Blair added a defence of his note to President Bush that said “I’ll be with you, whatever”, saying it was right to stand with the US, but that alliance was not equivalent to committing the UK to war. The note was written in July 2002 and both leaders returned to the UN to gain approval for military action in November of that year.
“It’s absolutely true, I took a decision and I stand by that decision, that we should stand by America.
“When people say we were irrevocably committed in July, we weren’t, of course. I can assure you what I meant was very, very clear and was clear to the Americans. It was let’s do it but do it the right way.”
Labour’s former leader was the subject of a highly critical verdict from the Iraq Inquiry. The committee concluded in their report Blair did not adequately plan for the conflict and its aftermath, did not consult with his cabinet appropriately, did not exhaust peaceful options and should not have been as certain as he was that Iraq possessed weapons of mass destruction.

[Labeled region listing]
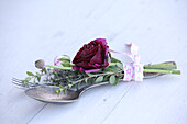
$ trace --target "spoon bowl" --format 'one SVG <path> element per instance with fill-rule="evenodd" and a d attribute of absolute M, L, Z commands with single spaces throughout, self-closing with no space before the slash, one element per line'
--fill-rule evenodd
<path fill-rule="evenodd" d="M 59 94 L 55 93 L 58 87 L 35 87 L 25 90 L 25 94 L 42 101 L 50 103 L 66 103 L 66 102 L 75 102 L 79 98 L 79 92 L 74 90 L 67 90 L 66 93 L 61 92 Z"/>

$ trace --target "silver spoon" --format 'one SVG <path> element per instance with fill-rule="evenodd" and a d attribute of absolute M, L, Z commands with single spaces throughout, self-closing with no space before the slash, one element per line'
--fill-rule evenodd
<path fill-rule="evenodd" d="M 147 78 L 154 78 L 157 76 L 161 76 L 162 74 L 144 74 L 144 79 Z M 40 86 L 34 88 L 29 88 L 25 90 L 25 94 L 42 101 L 42 102 L 50 102 L 50 103 L 68 103 L 68 102 L 75 102 L 79 99 L 80 94 L 85 92 L 88 89 L 108 84 L 109 82 L 99 82 L 86 86 L 77 91 L 74 90 L 67 90 L 66 93 L 61 92 L 59 94 L 55 93 L 55 90 L 58 89 L 58 87 L 55 86 Z"/>
<path fill-rule="evenodd" d="M 172 63 L 173 65 L 176 65 L 174 61 L 166 61 L 164 64 Z M 162 76 L 164 74 L 155 74 L 155 72 L 144 72 L 144 79 L 154 78 Z M 55 90 L 58 89 L 58 87 L 54 86 L 40 86 L 34 88 L 29 88 L 25 90 L 26 95 L 42 101 L 42 102 L 50 102 L 50 103 L 68 103 L 68 102 L 75 102 L 79 99 L 80 94 L 85 92 L 88 89 L 108 84 L 109 82 L 99 82 L 86 86 L 77 91 L 74 90 L 67 90 L 66 93 L 62 92 L 59 94 L 55 93 Z"/>

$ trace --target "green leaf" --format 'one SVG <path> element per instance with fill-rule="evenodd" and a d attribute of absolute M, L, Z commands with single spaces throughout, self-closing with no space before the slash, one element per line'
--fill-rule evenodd
<path fill-rule="evenodd" d="M 68 84 L 69 89 L 73 87 L 73 84 Z"/>
<path fill-rule="evenodd" d="M 85 83 L 86 83 L 86 84 L 88 83 L 88 78 L 85 79 Z"/>
<path fill-rule="evenodd" d="M 63 63 L 62 66 L 63 67 L 70 67 L 70 63 Z"/>
<path fill-rule="evenodd" d="M 31 80 L 31 77 L 26 77 L 25 81 L 29 82 Z"/>
<path fill-rule="evenodd" d="M 110 57 L 110 59 L 112 58 L 112 55 L 111 55 L 111 53 L 109 52 L 109 57 Z"/>
<path fill-rule="evenodd" d="M 120 63 L 120 64 L 122 64 L 119 59 L 117 59 L 117 58 L 111 58 L 111 63 Z"/>
<path fill-rule="evenodd" d="M 103 69 L 103 72 L 113 72 L 114 70 L 111 67 L 107 67 Z"/>
<path fill-rule="evenodd" d="M 35 83 L 35 78 L 34 78 L 34 81 L 33 81 L 33 83 L 34 83 L 34 86 L 36 84 L 36 83 Z"/>
<path fill-rule="evenodd" d="M 116 84 L 117 84 L 117 83 L 116 83 L 116 76 L 110 76 L 109 82 L 110 82 L 111 84 L 116 86 Z"/>
<path fill-rule="evenodd" d="M 103 81 L 103 76 L 99 76 L 98 78 L 96 78 L 96 82 L 102 82 Z"/>
<path fill-rule="evenodd" d="M 58 60 L 63 63 L 70 63 L 70 57 L 68 55 L 63 55 L 63 57 L 59 58 Z"/>
<path fill-rule="evenodd" d="M 36 72 L 36 77 L 37 77 L 37 81 L 41 81 L 41 75 L 38 72 Z"/>
<path fill-rule="evenodd" d="M 42 72 L 45 72 L 45 74 L 47 74 L 47 70 L 46 70 L 46 68 L 42 69 Z"/>
<path fill-rule="evenodd" d="M 117 63 L 117 67 L 123 70 L 123 65 L 121 63 Z"/>
<path fill-rule="evenodd" d="M 65 88 L 65 89 L 63 90 L 64 94 L 66 94 L 66 91 L 67 91 L 67 88 Z"/>
<path fill-rule="evenodd" d="M 34 76 L 33 72 L 26 71 L 28 76 Z"/>
<path fill-rule="evenodd" d="M 120 77 L 117 77 L 117 79 L 116 79 L 116 84 L 118 84 L 119 80 L 120 80 Z M 116 86 L 116 84 L 114 84 L 114 86 Z"/>

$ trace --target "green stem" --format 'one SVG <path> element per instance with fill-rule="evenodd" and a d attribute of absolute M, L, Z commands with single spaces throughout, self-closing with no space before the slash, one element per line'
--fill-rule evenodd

--- WHAT YOU WILL DO ---
1. Turn the labeled region listing, the stretch from its start through the line containing "42 101 L 50", into a two-column CSV with the columns request and response. Give one row for each request, put each field in quotes with its line breaks changed to spaces, and omit the pictures.
2. Extend the passage about Blair and the Iraq Inquiry's verdict, picking up right after its final sentence.

--- ANSWERS TO THE EXERCISE ---
1.
request,response
"$ trace --target ""spoon bowl"" --format 'one SVG <path> element per instance with fill-rule=""evenodd"" and a d attribute of absolute M, L, Z commands with single spaces throughout, self-closing with no space before the slash, one element per line' --fill-rule evenodd","<path fill-rule=""evenodd"" d=""M 59 94 L 55 93 L 58 87 L 35 87 L 25 90 L 25 94 L 42 101 L 50 103 L 66 103 L 66 102 L 75 102 L 79 98 L 79 92 L 74 90 L 67 90 L 66 93 L 61 92 Z""/>"

2.
Last night Jeremy Corbyn apologised for Britain’s decision to go to war under Labour.
Diane Abbott, who voted against the war in 2003, told the BBC that Blair’s reputation “bled to death in the sands of Iraq”. She said the intervention had unleased chaos on the area and was responsible for much of the instability seen in the region today.
“For Tony Blair to say the struggle was not in vain suggests he hasn’t closely examined the chaos that was unleashed by the original ill-fated decision by himself and George Bush for going to Iraq.
“There is no question that that ill-fated intervention by Blair and Bush precipitated some of the chaos we see in the region today.”